* 摘錄內容
>>
所以其實我倒是不會說特別的去想這個問題,那我會想的反而是我今天還可以做什麽。比如那天我們在那個二二八的那個展廳,特別有意思,就是它做了一個全息投影,然後去給你恢複當年的美麗島事件的時候(袁莉:在國史館吧。)對對,在國史館裏麵,它有這麽一個展廳。它給你恢複了當年在那個美麗島事件的街頭發生了什麽,就是人民群眾從幾點幾分遊行到了哪個街口,然後什麽人在台上講了什麽話;包括一直到審判的時候,這些抗爭者是怎麽在法庭上進行自我陳述的,然後審判長又是怎麽說的。
就是這些材料……我當時看了有一個想法:天哪,如果未來我們有機會也有這樣的一個博物館的話,我們的資料從哪兒來?其實今天中國已經……就曆史上好多資料都沒了嘛。然後今天的很多事件,就是那些抓捕良心犯和一些社會災難,比如說像五·一二(汶川地震)的,或者說這幾年的一些水災事件的,其實我相信很多記錄都沒有做。這個沒有做,不是說大家沒有在做,而是今天大家能夠去到這個現場,拿到這個資料然後再做記錄的這個機會太少了。大家已經從源頭上就是被打壓的,就是很多東西都已經“無痕化”了。

袁莉:
[00:06:34]
沒有辦法去現場了。

亞美:
[00:06:36]
對對對對,就是沒有辦法去現場。

袁莉:
[00:06:38]
哪怕是一個空難的現場現在都沒有辦法去。

亞美:
[00:06:41]
是的是的,那我就想說,天哪,就是我們以後怎麽辦?可是這個東西它反而又給了我一些方向。就是讓我覺得說,我還是應該……就是我作為一個記者,我還是應該寫。就是我今天寫這些東西,其實我知道沒有人看,因為抗爭報道就是沒有人看的東西,那個東西也傳不回牆內。
它其實真的就是在……我覺得如果是講曆史的底稿的話,它真的就是這樣的一個意義,那就覺得還是得寫。我覺得反而是,就是學到了一些……也不是學到了一些,就是看到了一些你還可以怎麽做事情的可能性吧。

袁莉:
[00:07:23]
那我們就過一下,講我們這七天都做了什麽,然後你每天好像都有很多很多的感想。然後我從第一天開始說吧。就是我們第一天參觀了蔣經國生前住的七海官邸和蔣介石的士林官邸,還去了圓山飯店,這一天的主題叫“認識蔣家王朝”。你一天看下來,那天的感觸是什麽呢?

亞美:
[00:07:45]
其實那天的感受,我覺得就是光是參觀像七海官邸或者是圓山飯店這種感覺的話,那個其實沒有太多新鮮感。因為現在他們對於蔣家的敘述,包括整個這種政治人物故居的陳列,其實好像跟中國我以前看到的那些名人故居也有點像。因為以前我去過就是北京的一些像宋美齡故居啊,然後也去過莫幹山頂上的(白雲山館),就是他們以前在莫幹山的故居。就是我覺得那個東西其實是沒有太多新鮮感的。好像大家對於政治人物的這個敘述都是一樣的,就講他們生活有多……(袁莉和亞美:簡樸。)對。
<<
* 可用資料
>>
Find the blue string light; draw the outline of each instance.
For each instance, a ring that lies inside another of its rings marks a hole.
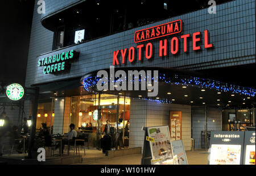
[[[180,76],[174,75],[172,77],[167,78],[164,74],[159,74],[159,82],[165,82],[168,85],[182,85],[187,86],[197,86],[199,88],[208,88],[213,89],[222,92],[231,92],[232,93],[239,94],[246,96],[255,97],[255,90],[251,88],[243,87],[233,85],[232,84],[228,84],[222,83],[220,81],[217,81],[212,79],[205,79],[197,77],[189,77],[187,78],[184,76]],[[139,78],[136,77],[136,78]],[[90,77],[84,79],[84,89],[88,91],[94,92],[92,88],[97,85],[97,83],[100,79],[100,78],[97,78],[96,76]],[[117,78],[113,82],[116,82],[117,80],[123,82],[123,79],[120,79]],[[139,83],[141,83],[141,79],[139,79]],[[152,79],[153,80],[153,79]],[[135,82],[134,79],[130,80],[130,81]],[[146,81],[146,79],[144,79]],[[161,102],[163,100],[154,100],[157,102]],[[164,102],[170,102],[167,100],[163,100]]]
<<
* 任務說明 A
請抄錄這段訪談中從「所以其實我倒是不會說特別的去」開始、一直到「對對對對,就是沒有辦法去現場。」為止的文字。
* 任務說明 B
根據這段訪談,亞美為什麼說五·一二和近年水災這類事件的很多記錄都沒有做?請用一到三句話說明。
* 任務說明 C
從這段訪談的最後一句之後接著往下寫。

* 結果 A
所以其實我倒是不會說特別的去想這個問題,那我會想的反而是我今天還可以做什麽。比如那天我們在那個二二八的那個展廳,特別有意思,就是它做了一個全息投影,然後去給你恢複當年的美麗島事件的時候(袁莉:在國史館吧。)對對,在國史館裏麵,它有這麽一個展廳。它給你恢複了當年在那個美麗島事件的街頭發生了什麽,就是人民群眾從幾點幾分遊行到了哪個街口,然後什麽人在台上講了什麽話;包括一直到審判的時候,這些抗爭者是怎麽在法庭上進行自我陳述的,然後審判長又是怎麽說的。
就是這些材料……我當時看了有一個想法:天哪,如果未來我們有機會也有這樣的一個博物館的話,我們的資料從哪兒來?其實今天中國已經……就曆史上好多資料都沒了嘛。然後今天的很多事件,就是那些抓捕良心犯和一些社會災難,比如說像五·一二(汶川地震)的,或者說這幾年的一些水災事件的,其實我相信很多記錄都沒有做。這個沒有做,不是說大家沒有在做,而是今天大家能夠去到這個現場,拿到這個資料然後再做記錄的這個機會太少了。大家已經從源頭上就是被打壓的,就是很多東西都已經“無痕化”了。

袁莉:
[00:06:34]
沒有辦法去現場了。

亞美:
[00:06:36]
對對對對,就是沒有辦法去現場。

* 結果 B
她說不是大家沒有在做,而是如今能到現場、拿到資料再做記錄的機會太少了。大家從源頭上就被打壓,很多東西已經「無痕化」了。

* 結果 C
但是那天其實比較有意思的是,因為就是台灣這邊的景區好像蠻多都是誌工來幫忙做介紹的嘛。然後我能很明顯地感覺到,其實像這幾個地方,就是蔣家的這種曆史景點,他們的誌工其實都是年紀偏大的。然後他們對於……就是一聽一問:哎,大陸來的,他們就很高興,就是還是蠻親中的。

袁莉:
[00:09:00]
實際上在後來的很多行程中,我們都會接受到,就是蔣家王朝台灣白色恐怖時期的這種嚴酷。你覺得如果隻是看這兩個官邸和那些義工們,聽他們的導遊導覽,還有和他們聊天,你覺得參觀者會得出一個什麽樣的結論呢?

亞美:
[00:09:20]
嗯,對,其實這也是一個問題。就是如果你隻去這些地方的話,因為他們的敘述其實都是在講當年蔣介石撤退來台灣之後,他們麵對的那個形勢有多麽的困難。不管是對內的還是在國際上的,就是退出聯合國啊,各種危機。然後他們一直在講,就是說蔣家是怎麽在這些事件中付出了很大的努力,讓台灣撐住的這樣一個感覺。
然後其實我們去看蔣經國故居的時候,因為它有一段的展覽敘述,就是在講台灣蔣家快倒台那一段的曆史嘛,說當時在一些暴亂中,蔣經國他會有一些發言,那個發言就是說,抓人並不能解決問題。
就是這種敘述,你聽來就是確實會覺得說他們是一個所謂的民主化的推手。可是其實你後來再去看一些像二二八紀念館或者是景美園區的話,你看見真實的曆史上的政治迫害者,或者普通人遭受的這個苦難,我覺得還是會有很多的直覺式的疑問。就是說:為什麽?如果你是一個民主化的推手的話,那這些人為什麽要付出這麽大的生命代價來去反抗,來為台灣的未來再作出其他的選擇?我覺得肯定還是有很多曆史的部分麵向沒有寫出來的。

袁莉:
[00:10:53]
嗯,對。那第二天你們去了總統府,我因為有別的安排沒有去,你跟我說你被“驚到了”,能不能說一下是怎麽回事?

亞美:
[00:11:00]
我那天我覺得還蠻有意思,就是因為其實我之前從來沒有過這種……我不會想到說一個總統府是可以進去參觀的。而且那天前一天導遊跟我們說,就是你們明天去總統府的時候,因為畢竟是總統府啊,安檢有一些嚴格的,就是怕人帶些什麽其他的東西進去。可是第二天去,它那個安檢其實就隻是看了一下你的護照,然後掃了一眼你的包,然後你就進去了。她們就講,這個安檢對我們來講算啥?然後進去之後……

袁莉:
[00:11:33]
和地鐵安檢都快差不多了。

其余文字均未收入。